- Objective:
Please change "wet mud patch" to "dry sand patch" wherever it occurs in the lines below, and write the lines out again with nothing else altered.

Dataset items:
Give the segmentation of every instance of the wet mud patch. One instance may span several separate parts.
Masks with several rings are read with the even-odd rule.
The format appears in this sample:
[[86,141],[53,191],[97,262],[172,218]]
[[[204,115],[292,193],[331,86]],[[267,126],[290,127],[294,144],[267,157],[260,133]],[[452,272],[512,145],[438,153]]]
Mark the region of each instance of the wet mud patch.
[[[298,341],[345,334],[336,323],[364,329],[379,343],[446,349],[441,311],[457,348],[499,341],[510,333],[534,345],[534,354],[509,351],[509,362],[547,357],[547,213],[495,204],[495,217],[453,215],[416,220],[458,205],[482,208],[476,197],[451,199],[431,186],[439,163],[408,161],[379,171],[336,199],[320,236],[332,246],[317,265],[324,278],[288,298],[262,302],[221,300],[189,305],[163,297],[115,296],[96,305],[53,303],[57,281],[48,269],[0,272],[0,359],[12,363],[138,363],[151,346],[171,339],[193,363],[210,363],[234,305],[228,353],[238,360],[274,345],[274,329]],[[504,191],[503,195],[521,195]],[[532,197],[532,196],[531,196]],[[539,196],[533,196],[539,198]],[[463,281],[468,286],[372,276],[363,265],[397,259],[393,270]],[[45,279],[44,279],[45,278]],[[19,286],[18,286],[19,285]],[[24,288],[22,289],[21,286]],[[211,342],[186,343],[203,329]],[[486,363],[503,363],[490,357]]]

- Answer for this exercise:
Give the segmentation of every instance of the dry sand patch. One instance may span several separate parts.
Masks with several rings are read with the even-odd rule.
The format appears in this sample:
[[86,141],[53,191],[97,262],[172,218]]
[[[204,115],[292,193],[331,86]],[[267,126],[290,127],[294,144],[267,157],[260,133]],[[452,272],[512,145],[438,153]]]
Mark the region of each instance of the dry sand patch.
[[[298,341],[345,334],[336,323],[364,329],[379,343],[446,349],[441,311],[457,348],[499,341],[510,333],[534,345],[534,354],[509,351],[509,362],[547,357],[547,213],[495,204],[495,217],[453,215],[416,220],[458,205],[482,208],[476,197],[451,199],[431,186],[439,163],[408,161],[379,171],[336,199],[320,236],[332,246],[317,265],[324,278],[288,298],[262,302],[221,300],[189,305],[163,297],[115,296],[96,305],[53,303],[57,281],[48,269],[0,272],[0,359],[12,363],[138,363],[151,346],[171,339],[193,363],[210,363],[234,305],[228,353],[238,360],[274,345],[274,329]],[[504,191],[503,195],[521,195]],[[532,197],[532,196],[531,196]],[[539,196],[533,196],[539,198]],[[463,281],[468,286],[372,276],[363,265],[397,259],[393,270]],[[45,279],[44,279],[45,278]],[[19,286],[18,286],[19,285]],[[24,288],[22,289],[21,286]],[[211,342],[186,343],[203,329]],[[486,363],[503,363],[490,357]]]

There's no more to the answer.